**GIVEN PASSAGE**:
----

137. Fried Spicy Chicken Framework (làchǎo jījià 辣炒鸡架)
138. Chicken Racks with Soya Sauce (jiàng jījià 酱鸡架)

According to Michael, a reviewer who visited the restaurant commented that he asked about the Chicken Framework and got the reply "Just bones, no meat".  Michael says he's sure that he saw someone order one of these, and they brought a plate of chicken bones over to him.

Neither from the Chinese term itself nor from the English translations (both on the menu and online) is it very self-evident just what is at issue here.  Why would anyone want to order a plateful of chicken bones?

It's only the last two characters that are causing a problem in menu items 137 and 138; they are jījià 鸡架, where jī 鸡 means "chicken" and jià 架 is short for gǔjià 骨架 ("skeleton") or jiàzi 架子 ("frame[work]; shelf; carcass; stand; rack").

----

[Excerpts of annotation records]
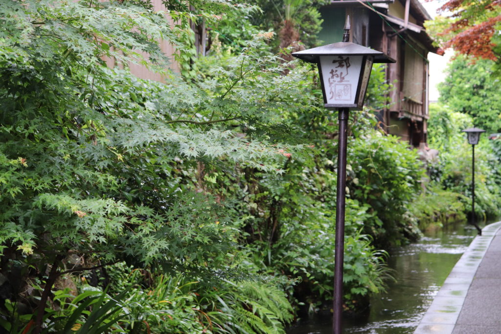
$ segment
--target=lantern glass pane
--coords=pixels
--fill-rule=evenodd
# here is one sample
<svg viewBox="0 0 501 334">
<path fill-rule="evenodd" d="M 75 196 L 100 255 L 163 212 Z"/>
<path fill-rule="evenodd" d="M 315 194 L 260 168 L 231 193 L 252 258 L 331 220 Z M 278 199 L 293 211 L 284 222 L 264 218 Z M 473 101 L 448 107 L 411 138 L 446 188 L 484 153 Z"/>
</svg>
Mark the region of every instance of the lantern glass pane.
<svg viewBox="0 0 501 334">
<path fill-rule="evenodd" d="M 358 104 L 363 105 L 365 99 L 365 92 L 367 91 L 367 85 L 369 83 L 369 78 L 371 76 L 371 70 L 372 69 L 372 60 L 371 56 L 366 58 L 365 66 L 364 67 L 364 73 L 362 75 L 362 82 L 360 84 L 360 92 L 359 93 L 358 99 L 357 100 Z"/>
<path fill-rule="evenodd" d="M 468 142 L 470 145 L 476 145 L 478 143 L 478 139 L 480 138 L 480 132 L 468 132 Z"/>
<path fill-rule="evenodd" d="M 363 58 L 363 56 L 320 57 L 326 103 L 339 105 L 355 103 Z"/>
</svg>

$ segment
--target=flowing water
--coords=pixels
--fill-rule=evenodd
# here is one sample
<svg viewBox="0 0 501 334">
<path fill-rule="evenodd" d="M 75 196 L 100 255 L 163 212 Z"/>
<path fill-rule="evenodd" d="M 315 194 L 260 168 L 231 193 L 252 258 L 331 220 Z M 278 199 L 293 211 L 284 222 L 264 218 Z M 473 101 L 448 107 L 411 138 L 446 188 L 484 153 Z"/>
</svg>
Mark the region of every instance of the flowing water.
<svg viewBox="0 0 501 334">
<path fill-rule="evenodd" d="M 417 242 L 391 250 L 388 265 L 396 281 L 371 299 L 366 319 L 344 323 L 345 333 L 412 333 L 456 262 L 476 235 L 464 224 L 426 233 Z M 300 321 L 288 334 L 331 334 L 331 316 Z"/>
</svg>

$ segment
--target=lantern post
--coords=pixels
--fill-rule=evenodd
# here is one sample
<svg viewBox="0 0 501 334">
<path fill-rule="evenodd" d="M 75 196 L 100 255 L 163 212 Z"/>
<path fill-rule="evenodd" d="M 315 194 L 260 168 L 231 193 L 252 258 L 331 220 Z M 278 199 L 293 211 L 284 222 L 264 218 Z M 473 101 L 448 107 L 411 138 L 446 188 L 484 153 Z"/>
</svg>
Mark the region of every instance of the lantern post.
<svg viewBox="0 0 501 334">
<path fill-rule="evenodd" d="M 294 57 L 316 64 L 322 84 L 324 106 L 337 110 L 337 188 L 332 330 L 341 334 L 343 312 L 343 268 L 344 252 L 346 148 L 350 110 L 361 110 L 374 63 L 395 63 L 382 52 L 350 42 L 350 17 L 346 19 L 342 42 L 298 51 Z"/>
<path fill-rule="evenodd" d="M 478 143 L 480 134 L 485 130 L 478 128 L 463 130 L 468 136 L 468 143 L 471 145 L 471 218 L 470 224 L 475 226 L 478 235 L 482 235 L 482 230 L 475 221 L 475 145 Z"/>
</svg>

----

**SHORT EXERCISE 1**:
Decide whether each statement agrees with the chicken framework passage, answering yes or no and quoting the words of the passage that decide it: (a) Michael says he saw someone order one of these dishes and be served a plate of chicken bones. (b) In menu items 137 and 138, the first two characters are what cause the problem. (c) The character jī 鸡 means "chicken."
**SHORT EXERCISE 2**:
Copy the chicken framework passage between "138. Chicken Racks" and "over to him.", inclusive.

**COMPLETE OUTPUT 1**:
(a) Yes: "Michael says he's sure that he saw someone order one of these, and they brought a plate of chicken bones over to him."
(b) No: "It's only the last two characters that are causing a problem in menu items 137 and 138"
(c) Yes: "jī 鸡 means "chicken""

**COMPLETE OUTPUT 2**:
138. Chicken Racks with Soya Sauce (jiàng jījià 酱鸡架)

According to Michael, a reviewer who visited the restaurant commented that he asked about the Chicken Framework and got the reply "Just bones, no meat".  Michael says he's sure that he saw someone order one of these, and they brought a plate of chicken bones over to him.